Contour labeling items
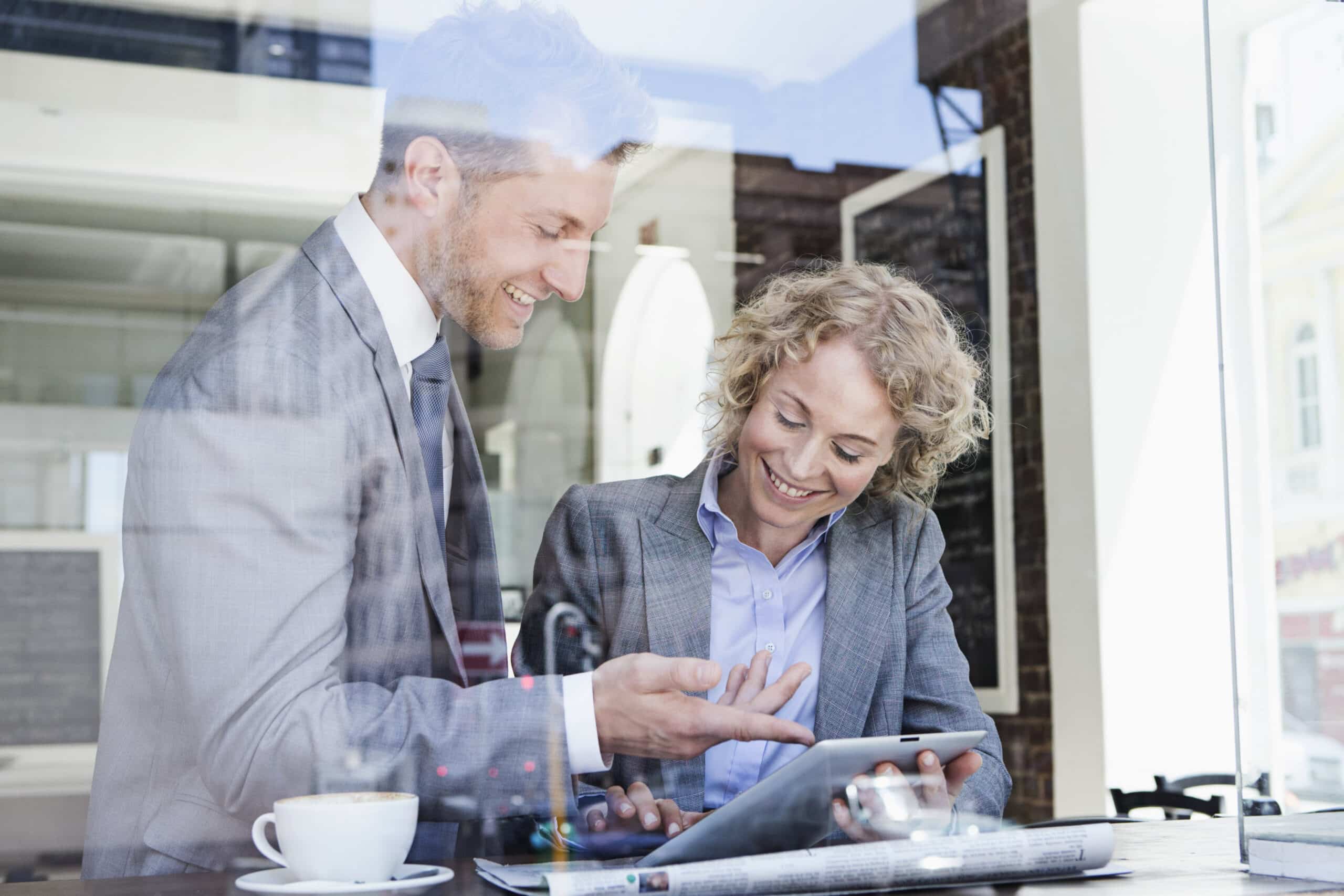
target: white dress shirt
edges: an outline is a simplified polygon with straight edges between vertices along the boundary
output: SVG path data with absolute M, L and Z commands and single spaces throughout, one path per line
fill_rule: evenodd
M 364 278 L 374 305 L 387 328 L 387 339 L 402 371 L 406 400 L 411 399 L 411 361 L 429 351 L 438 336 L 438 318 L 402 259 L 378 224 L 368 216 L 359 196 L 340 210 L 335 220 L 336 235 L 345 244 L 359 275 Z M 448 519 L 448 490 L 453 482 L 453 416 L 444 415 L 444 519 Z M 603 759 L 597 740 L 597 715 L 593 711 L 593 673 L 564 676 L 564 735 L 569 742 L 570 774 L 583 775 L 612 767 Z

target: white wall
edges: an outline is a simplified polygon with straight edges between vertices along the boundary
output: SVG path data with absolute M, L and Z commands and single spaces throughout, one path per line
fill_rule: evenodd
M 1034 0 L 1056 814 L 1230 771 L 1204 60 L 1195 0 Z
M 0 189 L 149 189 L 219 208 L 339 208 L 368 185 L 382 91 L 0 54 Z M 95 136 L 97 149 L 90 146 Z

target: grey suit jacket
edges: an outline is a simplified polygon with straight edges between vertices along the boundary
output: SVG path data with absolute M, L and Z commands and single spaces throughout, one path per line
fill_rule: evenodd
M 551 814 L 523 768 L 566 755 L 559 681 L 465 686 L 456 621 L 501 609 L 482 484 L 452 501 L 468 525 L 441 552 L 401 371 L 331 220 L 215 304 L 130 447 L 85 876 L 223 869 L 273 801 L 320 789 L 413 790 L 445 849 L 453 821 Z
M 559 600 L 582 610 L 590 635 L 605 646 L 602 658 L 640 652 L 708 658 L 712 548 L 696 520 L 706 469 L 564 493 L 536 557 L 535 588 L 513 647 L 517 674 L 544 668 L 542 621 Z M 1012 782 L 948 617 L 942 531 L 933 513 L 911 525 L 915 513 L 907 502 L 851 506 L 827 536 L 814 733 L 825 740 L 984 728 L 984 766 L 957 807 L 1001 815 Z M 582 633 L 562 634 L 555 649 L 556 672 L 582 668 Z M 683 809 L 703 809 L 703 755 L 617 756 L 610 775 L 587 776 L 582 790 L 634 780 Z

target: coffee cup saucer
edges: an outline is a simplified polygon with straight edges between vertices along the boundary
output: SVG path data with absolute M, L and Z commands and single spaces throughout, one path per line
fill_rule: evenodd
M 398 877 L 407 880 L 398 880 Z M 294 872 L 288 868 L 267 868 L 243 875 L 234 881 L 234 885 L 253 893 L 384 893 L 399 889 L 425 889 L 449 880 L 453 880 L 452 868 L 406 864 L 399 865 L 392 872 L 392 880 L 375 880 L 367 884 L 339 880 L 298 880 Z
==
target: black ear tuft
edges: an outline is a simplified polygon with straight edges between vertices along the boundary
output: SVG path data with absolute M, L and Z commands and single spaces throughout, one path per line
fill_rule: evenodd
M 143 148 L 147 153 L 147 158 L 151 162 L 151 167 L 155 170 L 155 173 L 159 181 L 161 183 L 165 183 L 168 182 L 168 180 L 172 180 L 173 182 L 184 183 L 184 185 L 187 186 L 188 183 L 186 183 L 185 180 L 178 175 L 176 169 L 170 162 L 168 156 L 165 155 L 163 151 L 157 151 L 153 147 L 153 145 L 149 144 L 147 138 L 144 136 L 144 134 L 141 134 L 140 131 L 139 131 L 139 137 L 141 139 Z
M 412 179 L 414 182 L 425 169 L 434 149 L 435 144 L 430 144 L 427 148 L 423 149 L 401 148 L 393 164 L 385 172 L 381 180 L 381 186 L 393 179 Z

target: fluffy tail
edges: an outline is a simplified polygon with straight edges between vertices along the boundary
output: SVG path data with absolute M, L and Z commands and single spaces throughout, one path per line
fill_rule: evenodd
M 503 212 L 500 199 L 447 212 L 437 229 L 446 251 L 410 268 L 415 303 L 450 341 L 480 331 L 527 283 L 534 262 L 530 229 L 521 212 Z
...
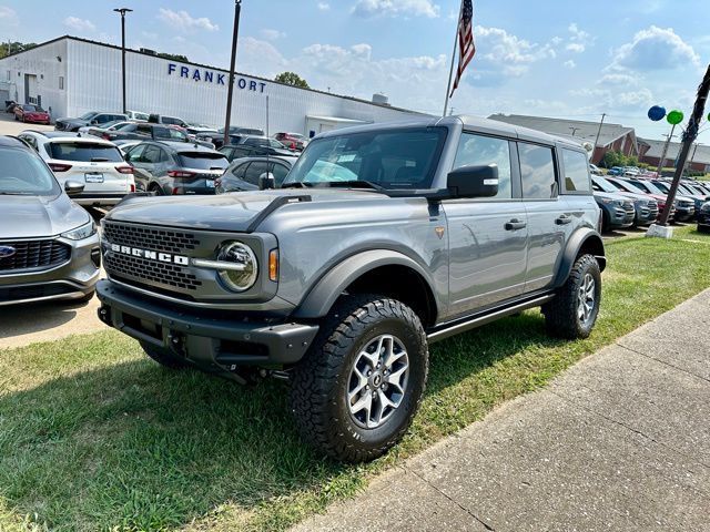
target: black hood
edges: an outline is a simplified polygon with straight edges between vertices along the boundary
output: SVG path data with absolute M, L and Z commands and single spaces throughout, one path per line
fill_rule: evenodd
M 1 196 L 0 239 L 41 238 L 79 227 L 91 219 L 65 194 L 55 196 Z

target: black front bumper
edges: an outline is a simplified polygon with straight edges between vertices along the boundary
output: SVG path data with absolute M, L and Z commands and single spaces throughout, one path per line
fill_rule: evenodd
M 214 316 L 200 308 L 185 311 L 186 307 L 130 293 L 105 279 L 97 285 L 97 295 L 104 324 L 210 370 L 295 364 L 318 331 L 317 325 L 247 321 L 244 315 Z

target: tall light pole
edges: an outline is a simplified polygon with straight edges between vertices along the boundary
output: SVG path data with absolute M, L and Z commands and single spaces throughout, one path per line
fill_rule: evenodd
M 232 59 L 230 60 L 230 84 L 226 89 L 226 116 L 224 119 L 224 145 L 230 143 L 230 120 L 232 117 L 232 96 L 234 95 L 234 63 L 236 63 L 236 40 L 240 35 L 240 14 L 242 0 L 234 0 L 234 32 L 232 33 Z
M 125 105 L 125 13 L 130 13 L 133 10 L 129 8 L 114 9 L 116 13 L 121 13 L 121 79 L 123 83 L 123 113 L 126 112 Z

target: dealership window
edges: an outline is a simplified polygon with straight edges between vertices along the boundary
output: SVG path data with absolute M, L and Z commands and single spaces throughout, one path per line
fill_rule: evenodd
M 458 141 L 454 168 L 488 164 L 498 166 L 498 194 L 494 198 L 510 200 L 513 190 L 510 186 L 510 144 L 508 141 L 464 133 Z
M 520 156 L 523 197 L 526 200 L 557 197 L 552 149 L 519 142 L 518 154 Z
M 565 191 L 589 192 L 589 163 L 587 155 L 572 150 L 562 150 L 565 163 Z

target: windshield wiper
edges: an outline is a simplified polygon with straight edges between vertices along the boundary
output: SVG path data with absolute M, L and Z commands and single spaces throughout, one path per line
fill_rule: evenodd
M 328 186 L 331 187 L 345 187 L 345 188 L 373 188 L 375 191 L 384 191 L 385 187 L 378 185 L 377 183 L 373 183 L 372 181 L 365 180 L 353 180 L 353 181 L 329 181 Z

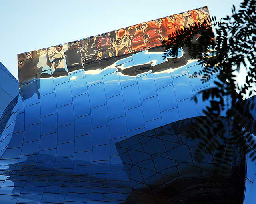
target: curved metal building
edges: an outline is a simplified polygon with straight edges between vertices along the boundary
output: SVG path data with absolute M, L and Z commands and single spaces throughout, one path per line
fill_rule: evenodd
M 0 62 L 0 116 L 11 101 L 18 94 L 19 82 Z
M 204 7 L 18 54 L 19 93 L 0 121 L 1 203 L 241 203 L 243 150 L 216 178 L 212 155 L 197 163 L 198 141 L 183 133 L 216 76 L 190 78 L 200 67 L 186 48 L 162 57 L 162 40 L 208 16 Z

▶ [EXERCISE DIRECTIONS] Repeat the lines of the data above exactly, starting at the line that contains "target: fluffy tail" and ending at the line that contains "M 503 212 L", including both of those lines.

▶ [TASK ANSWER]
target: fluffy tail
edges: an outline is a simplified polygon with straight edges between vertices along the boundary
output: SVG path data with absolute M, L and Z commands and single spaces throughout, one path per line
fill_rule: evenodd
M 503 212 L 500 199 L 447 212 L 437 229 L 446 251 L 410 268 L 415 303 L 450 341 L 480 331 L 527 283 L 534 262 L 530 229 L 521 212 Z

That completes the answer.